Problem description —
Reproduce word for word the part of the British Columbia fire-weather text below, beginning with "In what is one" and stopping after "own weather system.".

Document section —
________________________________________

In what is one of the most unprecedented displays of fire weather on record, lightning lit up British Columbia on Wednesday [30 June 2021]. Data shows a staggering 710,117 lightning bolts – 5%
of all of Canada’s lightning in an average year – formed over the
province and parts of Alberta.
The concentrated display was caused in
part by fires already burning on the ground that were so intense, they
created their own weather system.

[…]

“The potential for things to burn there is extreme if it gets dry
enough,” Daniel Swain, a climate scientist at the University of
California, Los Angeles, said. “It’s bloody well dry enough. The one
thing we were all hoping wouldn’t happen happened. It’s a little hard to
wrap the numbers around.” […]

Things turned for the worse late on Wednesday. Lytton, a town that
became famous in the preceding days for breaking Canada’s all-time high
temperature three days in a row, burned to the ground.

________________________________________

Given entries —
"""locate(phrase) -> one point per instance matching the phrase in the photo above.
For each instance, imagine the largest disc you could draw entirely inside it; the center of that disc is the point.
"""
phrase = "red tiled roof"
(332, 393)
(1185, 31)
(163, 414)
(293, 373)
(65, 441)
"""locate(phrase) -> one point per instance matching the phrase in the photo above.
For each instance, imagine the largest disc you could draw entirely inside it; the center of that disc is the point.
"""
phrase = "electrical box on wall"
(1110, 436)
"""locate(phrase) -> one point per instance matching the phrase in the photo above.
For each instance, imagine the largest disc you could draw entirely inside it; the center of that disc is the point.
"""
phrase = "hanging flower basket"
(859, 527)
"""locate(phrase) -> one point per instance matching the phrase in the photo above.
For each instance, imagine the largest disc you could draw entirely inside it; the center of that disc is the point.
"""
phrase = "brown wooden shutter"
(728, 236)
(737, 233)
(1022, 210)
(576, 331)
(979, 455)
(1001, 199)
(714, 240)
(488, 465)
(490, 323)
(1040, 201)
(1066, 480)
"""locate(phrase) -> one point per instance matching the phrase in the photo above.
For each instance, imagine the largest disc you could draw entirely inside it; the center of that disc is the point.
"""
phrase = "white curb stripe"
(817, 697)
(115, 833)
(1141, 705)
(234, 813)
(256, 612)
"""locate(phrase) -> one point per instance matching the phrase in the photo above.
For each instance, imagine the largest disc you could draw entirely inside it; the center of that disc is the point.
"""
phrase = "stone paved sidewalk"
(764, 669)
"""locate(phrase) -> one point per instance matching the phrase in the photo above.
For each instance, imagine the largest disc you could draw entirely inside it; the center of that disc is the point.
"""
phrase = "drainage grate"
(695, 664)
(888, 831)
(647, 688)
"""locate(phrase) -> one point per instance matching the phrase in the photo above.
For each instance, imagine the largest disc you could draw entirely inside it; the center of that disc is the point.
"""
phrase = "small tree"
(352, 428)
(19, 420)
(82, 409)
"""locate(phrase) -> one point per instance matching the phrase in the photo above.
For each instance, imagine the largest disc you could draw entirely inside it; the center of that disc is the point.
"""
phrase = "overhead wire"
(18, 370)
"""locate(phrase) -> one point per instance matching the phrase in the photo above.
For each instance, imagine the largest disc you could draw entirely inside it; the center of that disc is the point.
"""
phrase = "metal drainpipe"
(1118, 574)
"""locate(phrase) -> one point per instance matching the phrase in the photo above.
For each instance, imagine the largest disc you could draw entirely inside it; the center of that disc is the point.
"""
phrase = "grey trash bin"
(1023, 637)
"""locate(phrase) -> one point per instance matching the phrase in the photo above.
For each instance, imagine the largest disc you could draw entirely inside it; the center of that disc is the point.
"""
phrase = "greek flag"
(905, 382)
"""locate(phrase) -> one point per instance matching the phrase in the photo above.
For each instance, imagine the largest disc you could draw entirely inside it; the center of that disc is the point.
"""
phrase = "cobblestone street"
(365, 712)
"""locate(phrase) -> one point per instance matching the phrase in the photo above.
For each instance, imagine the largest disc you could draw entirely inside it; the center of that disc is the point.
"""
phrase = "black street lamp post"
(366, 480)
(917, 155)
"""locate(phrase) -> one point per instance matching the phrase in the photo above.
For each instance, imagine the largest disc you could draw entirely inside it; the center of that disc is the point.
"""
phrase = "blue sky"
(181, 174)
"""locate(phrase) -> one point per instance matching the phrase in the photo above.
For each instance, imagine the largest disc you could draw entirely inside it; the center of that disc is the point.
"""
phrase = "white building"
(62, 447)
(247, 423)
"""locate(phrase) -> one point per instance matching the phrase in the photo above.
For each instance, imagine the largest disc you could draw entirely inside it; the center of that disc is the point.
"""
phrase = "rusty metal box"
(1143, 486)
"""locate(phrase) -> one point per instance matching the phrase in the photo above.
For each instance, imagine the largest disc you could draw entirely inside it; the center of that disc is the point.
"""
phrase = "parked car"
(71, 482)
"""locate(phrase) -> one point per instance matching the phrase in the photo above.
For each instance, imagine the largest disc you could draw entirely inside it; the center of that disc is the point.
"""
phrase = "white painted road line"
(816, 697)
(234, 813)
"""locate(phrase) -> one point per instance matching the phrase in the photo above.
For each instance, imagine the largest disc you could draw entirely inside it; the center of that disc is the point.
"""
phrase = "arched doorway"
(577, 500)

________________________________________

Task solution —
In what is one of the most unprecedented displays of fire weather on record, lightning lit up British Columbia on Wednesday [30 June 2021]. Data shows a staggering 710,117 lightning bolts – 5%
of all of Canada’s lightning in an average year – formed over the
province and parts of Alberta.
The concentrated display was caused in
part by fires already burning on the ground that were so intense, they
created their own weather system.